** START OF SELECTION **

# Principal Component Analysis

Here comes the next fitting technique. Wooo!!!!! So, principal component analysis (PCA) seems like it will be the most promising fitting method, as evidenced in the paper (de Oliveira-Costa et al. 2008). It is an efficient way to compress data as we are able to fit the data with as few parameters as possible while maintaining accuracy. When there are too many parameters, it leads to the risk of overfitting. 

Summary of steps for PCA:
<ol>
<li>Standardize the data (to ensure the data is at the same scale)</li>
<li>Find the covariance matrix </li>
<li>Compute eigenvalues and eigenvectors </li>
<li>Rank eigenvectors </li>
</ol>

In [1]:
import matplotlib.pyplot as plt
import numpy as np
import pandas as pd
import time
%matplotlib notebook 

In [2]:
data = np.load('500pixels.npz')
data_matrix = data['arr_0'] #matrix of intensity 500x30
x_freq = [0.01, 0.022, 0.045, 0.408, 1.42,2.326]

In [3]:
overlap_data = np.load('overlapping_pixels.npz')
overlap_matrix = overlap_data['arr_0']
overlap_x = np.arange(overlap_matrix.shape[1])
overlap_dict = dict(zip(x_freq,
                        (overlap_matrix[:,i] for i in range(overlap_matrix.shape[0]))
                       ))

In [4]:
# %%time
# plt.figure()
# plt.plot(list(overlap_dict.keys()),list(overlap_dict.values()))
# plt.yscale('log')
# plt.savefig('graph')

In [5]:
# %%time
# plt.figure()
# for i in range(overlap_matrix.shape[0]):
#     plt.plot(x_freq,overlap_matrix[i])
#     plt.yscale('log')

## Standardization and Finding Covariance

To begin, we need to calculate the covariance matrix. The covariance matrix should be the same dimensions as the dimensions for data which, in this case, is 2 dimensions. There are different ways to calculate the covariance matrix but essentially it requires normalizing the data set by subtracting off the mean. The steps used here to calculate the covariance matrix is as follows:
<br>
###  Standardize data set
To standardize it, I just subtracted the mean value from the data set to make sure the data is the same scale. 
    Let $X$ be the matrix of the data of $nxp$ dimensions such that $X = \begin{bmatrix}
            x_{11} & \ldots & x_{1p} \\
            \vdots &  & \vdots \\
            x_{n1} & \ldots & x_{np}\\
            \end{bmatrix} $
    <ol>
      <li>Found the mean of each column of the matrix then put it in a vector. Let j = 1,..,p.

** END OF SELECTION **
** START OF INFORMATION PROVIDED **

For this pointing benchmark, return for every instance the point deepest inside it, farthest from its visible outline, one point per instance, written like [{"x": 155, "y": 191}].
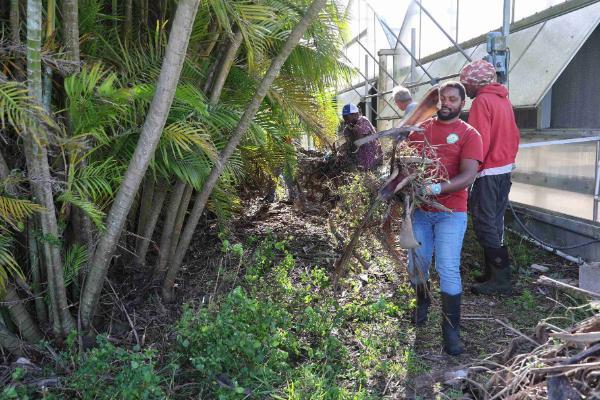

** END OF INFORMATION PROVIDED **

▶ _GIVEN PROBLEM_
Retype the part of the PCA write-up that opens with the words containing "To begin, we" and closes with "the same scale.". Nothing in the listing matters for this work.

▶ _TASK RESPONSE_
To begin, we need to calculate the covariance matrix. The covariance matrix should be the same dimensions as the dimensions for data which, in this case, is 2 dimensions. There are different ways to calculate the covariance matrix but essentially it requires normalizing the data set by subtracting off the mean. The steps used here to calculate the covariance matrix is as follows:
<br>
###  Standardize data set
To standardize it, I just subtracted the mean value from the data set to make sure the data is the same scale.